▶ [INSTRUCTIONS FOR THE TASK] Set out as a numbered list, skipping blank lines, everything in the listing from the line containing "of the tree" down to its final line, both ends included.

▶ [EXTRACTED INFORMATION]
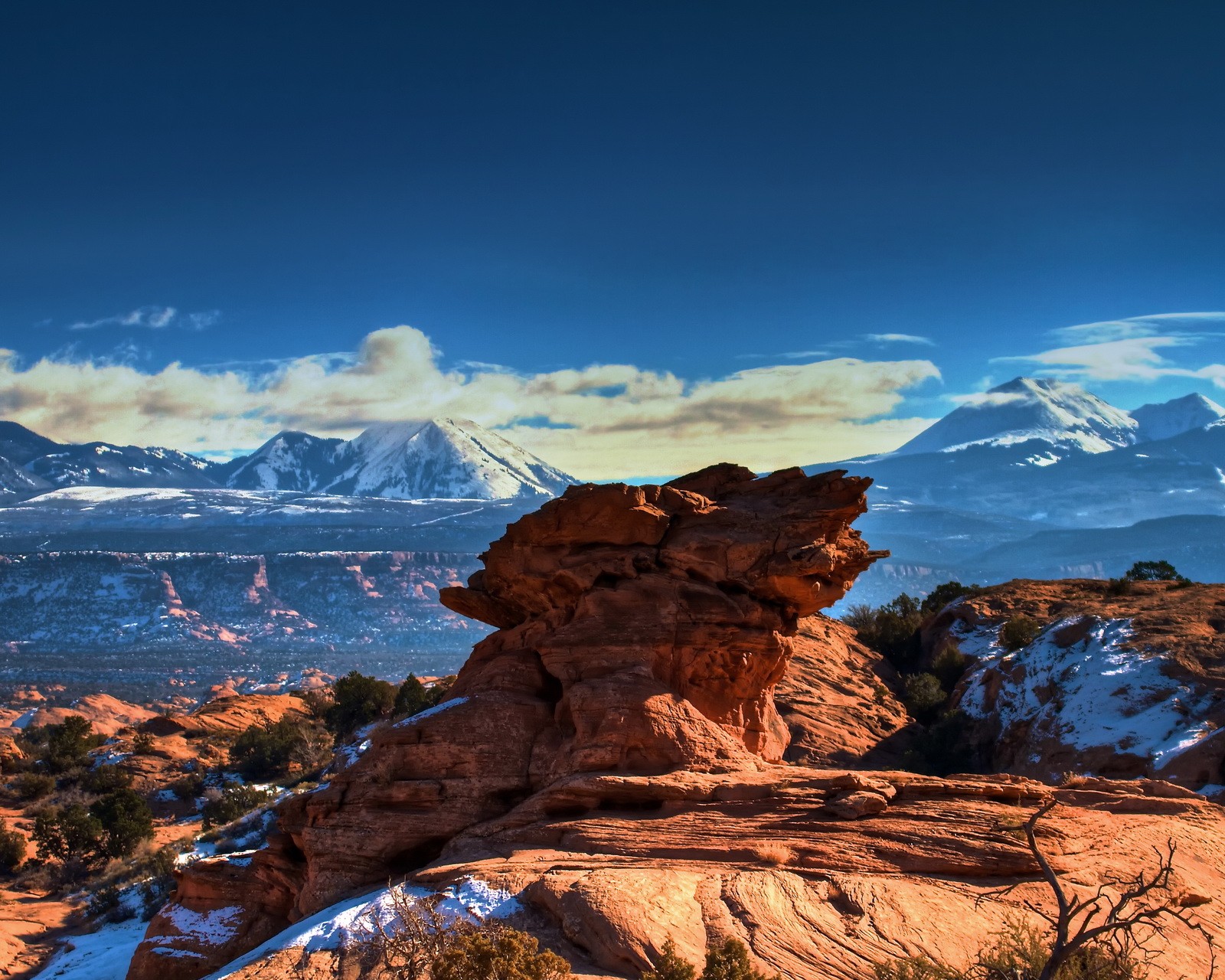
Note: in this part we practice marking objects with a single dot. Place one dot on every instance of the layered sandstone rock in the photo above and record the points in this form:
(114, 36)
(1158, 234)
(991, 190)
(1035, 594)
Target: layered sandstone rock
(642, 631)
(1125, 686)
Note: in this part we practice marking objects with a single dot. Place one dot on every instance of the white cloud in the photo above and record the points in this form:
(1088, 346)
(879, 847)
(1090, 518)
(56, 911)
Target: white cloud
(900, 338)
(153, 318)
(1132, 349)
(603, 422)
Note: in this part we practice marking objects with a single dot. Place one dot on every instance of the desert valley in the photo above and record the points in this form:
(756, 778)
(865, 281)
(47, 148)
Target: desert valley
(680, 723)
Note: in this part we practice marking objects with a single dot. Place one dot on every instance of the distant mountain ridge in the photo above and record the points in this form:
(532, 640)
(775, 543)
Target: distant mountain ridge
(434, 459)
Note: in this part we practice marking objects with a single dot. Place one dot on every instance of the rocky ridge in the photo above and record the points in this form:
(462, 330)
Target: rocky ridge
(614, 757)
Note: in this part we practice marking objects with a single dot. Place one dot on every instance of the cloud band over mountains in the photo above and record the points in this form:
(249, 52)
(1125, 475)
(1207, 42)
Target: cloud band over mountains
(602, 422)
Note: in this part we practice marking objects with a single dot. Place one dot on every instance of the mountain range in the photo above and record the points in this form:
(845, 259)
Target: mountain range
(436, 459)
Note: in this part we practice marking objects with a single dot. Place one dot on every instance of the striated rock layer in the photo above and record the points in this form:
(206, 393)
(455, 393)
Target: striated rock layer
(641, 631)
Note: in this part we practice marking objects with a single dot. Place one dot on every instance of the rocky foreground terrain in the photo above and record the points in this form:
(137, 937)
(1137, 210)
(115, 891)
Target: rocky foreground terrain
(665, 740)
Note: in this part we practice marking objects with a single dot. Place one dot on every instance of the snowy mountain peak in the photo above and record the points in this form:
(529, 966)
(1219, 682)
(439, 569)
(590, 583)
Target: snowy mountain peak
(441, 459)
(414, 459)
(1057, 413)
(1178, 416)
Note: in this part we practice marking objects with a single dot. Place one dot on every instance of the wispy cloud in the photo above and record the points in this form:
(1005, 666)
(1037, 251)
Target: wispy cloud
(1138, 348)
(900, 338)
(600, 422)
(153, 318)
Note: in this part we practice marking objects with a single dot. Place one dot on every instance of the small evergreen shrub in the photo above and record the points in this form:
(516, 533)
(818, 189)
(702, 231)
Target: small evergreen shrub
(924, 696)
(671, 965)
(142, 744)
(12, 848)
(34, 786)
(1018, 632)
(357, 701)
(729, 961)
(498, 952)
(226, 806)
(266, 751)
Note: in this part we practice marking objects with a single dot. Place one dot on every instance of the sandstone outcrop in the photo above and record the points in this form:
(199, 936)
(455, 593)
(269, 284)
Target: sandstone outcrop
(642, 631)
(1126, 686)
(612, 756)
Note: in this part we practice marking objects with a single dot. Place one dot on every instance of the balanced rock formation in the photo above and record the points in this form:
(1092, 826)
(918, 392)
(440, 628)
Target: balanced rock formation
(641, 631)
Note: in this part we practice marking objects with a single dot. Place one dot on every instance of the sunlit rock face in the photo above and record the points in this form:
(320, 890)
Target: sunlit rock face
(641, 631)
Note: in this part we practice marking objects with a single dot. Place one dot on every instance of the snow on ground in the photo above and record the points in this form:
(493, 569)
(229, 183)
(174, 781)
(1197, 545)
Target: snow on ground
(436, 710)
(353, 920)
(1096, 692)
(98, 956)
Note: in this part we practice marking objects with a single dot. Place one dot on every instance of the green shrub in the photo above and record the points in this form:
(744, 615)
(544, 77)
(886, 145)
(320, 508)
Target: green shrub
(949, 665)
(357, 701)
(266, 751)
(12, 848)
(924, 697)
(69, 744)
(951, 744)
(142, 744)
(498, 952)
(189, 786)
(106, 779)
(946, 593)
(232, 802)
(34, 786)
(1119, 587)
(671, 965)
(1018, 632)
(69, 832)
(729, 961)
(126, 820)
(1153, 571)
(892, 630)
(107, 903)
(414, 696)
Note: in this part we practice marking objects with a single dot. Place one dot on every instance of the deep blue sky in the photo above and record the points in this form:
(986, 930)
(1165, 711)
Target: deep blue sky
(674, 185)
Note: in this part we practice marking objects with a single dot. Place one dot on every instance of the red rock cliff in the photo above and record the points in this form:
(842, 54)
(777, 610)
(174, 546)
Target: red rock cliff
(642, 630)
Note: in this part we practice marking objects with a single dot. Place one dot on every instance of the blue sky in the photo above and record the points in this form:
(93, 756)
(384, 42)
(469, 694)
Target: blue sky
(628, 233)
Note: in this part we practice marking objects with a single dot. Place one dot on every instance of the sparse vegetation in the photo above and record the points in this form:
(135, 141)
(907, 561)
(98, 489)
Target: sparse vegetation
(12, 848)
(267, 751)
(671, 965)
(420, 942)
(227, 805)
(357, 701)
(726, 959)
(1147, 571)
(892, 630)
(414, 696)
(946, 593)
(142, 744)
(1106, 934)
(110, 827)
(31, 786)
(496, 952)
(1018, 632)
(65, 746)
(924, 696)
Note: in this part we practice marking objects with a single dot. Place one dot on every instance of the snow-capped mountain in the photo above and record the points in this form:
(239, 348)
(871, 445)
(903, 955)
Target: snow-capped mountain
(288, 461)
(1176, 416)
(18, 445)
(441, 459)
(103, 465)
(1063, 416)
(400, 461)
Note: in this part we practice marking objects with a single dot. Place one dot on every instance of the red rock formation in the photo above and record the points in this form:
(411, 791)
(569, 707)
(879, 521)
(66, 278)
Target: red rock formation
(642, 630)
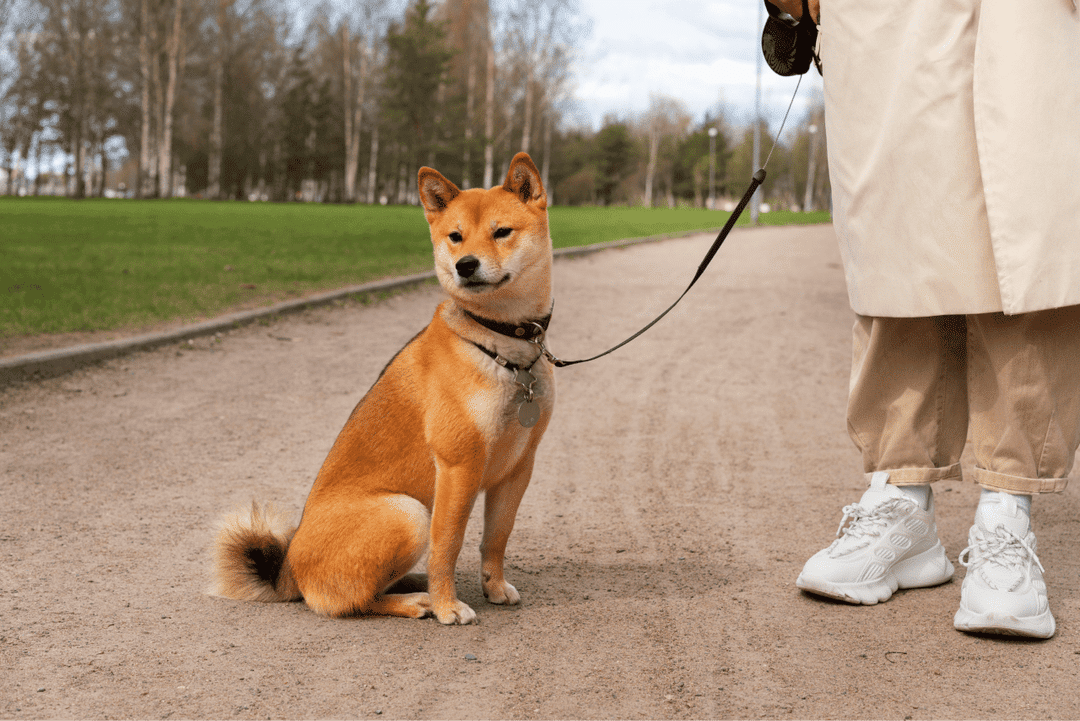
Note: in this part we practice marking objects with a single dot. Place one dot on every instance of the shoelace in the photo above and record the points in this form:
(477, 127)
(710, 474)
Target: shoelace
(869, 521)
(1002, 547)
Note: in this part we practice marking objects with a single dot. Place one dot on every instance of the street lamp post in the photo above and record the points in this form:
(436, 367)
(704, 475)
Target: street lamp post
(756, 199)
(712, 168)
(811, 167)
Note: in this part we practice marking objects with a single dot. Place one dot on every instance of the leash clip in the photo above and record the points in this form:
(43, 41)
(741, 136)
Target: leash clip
(538, 341)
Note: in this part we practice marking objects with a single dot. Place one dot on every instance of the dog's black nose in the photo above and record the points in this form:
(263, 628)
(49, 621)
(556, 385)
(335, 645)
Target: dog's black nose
(467, 266)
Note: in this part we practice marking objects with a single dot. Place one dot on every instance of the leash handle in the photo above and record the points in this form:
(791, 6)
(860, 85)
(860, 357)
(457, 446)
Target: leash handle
(757, 180)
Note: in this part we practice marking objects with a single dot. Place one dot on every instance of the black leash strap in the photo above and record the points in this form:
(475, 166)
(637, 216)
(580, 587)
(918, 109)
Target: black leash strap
(758, 179)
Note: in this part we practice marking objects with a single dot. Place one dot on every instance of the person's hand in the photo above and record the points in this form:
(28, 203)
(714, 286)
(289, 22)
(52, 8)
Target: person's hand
(794, 8)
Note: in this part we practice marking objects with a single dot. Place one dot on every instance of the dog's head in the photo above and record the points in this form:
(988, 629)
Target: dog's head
(493, 247)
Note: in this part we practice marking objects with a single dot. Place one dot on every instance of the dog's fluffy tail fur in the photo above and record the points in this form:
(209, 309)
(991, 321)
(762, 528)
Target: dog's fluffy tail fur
(250, 562)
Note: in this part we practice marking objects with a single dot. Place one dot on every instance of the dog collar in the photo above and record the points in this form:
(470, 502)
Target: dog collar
(528, 330)
(502, 362)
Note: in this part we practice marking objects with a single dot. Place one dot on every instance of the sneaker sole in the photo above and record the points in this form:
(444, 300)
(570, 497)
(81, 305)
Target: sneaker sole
(1040, 626)
(930, 568)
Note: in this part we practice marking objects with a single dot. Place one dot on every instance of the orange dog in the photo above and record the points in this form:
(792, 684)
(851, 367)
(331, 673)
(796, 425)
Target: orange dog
(459, 410)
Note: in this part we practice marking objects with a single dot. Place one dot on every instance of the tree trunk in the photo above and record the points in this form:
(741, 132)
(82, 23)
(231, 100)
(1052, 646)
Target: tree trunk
(527, 120)
(165, 148)
(651, 167)
(470, 103)
(217, 130)
(144, 60)
(545, 167)
(373, 165)
(159, 106)
(489, 120)
(354, 118)
(347, 104)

▶ [EXERCISE RESPONSE]
1. Note: in this part we practice marking objects with a single dot. Place one dot on every instance of the tree trunk in the photo above and record the points in this form:
2. (741, 132)
3. (82, 23)
4. (231, 100)
5. (1052, 646)
6. Target: tree trunk
7. (527, 120)
8. (165, 148)
9. (651, 167)
10. (470, 103)
11. (217, 130)
12. (144, 60)
13. (545, 167)
14. (373, 165)
15. (159, 106)
16. (489, 120)
17. (354, 118)
18. (347, 104)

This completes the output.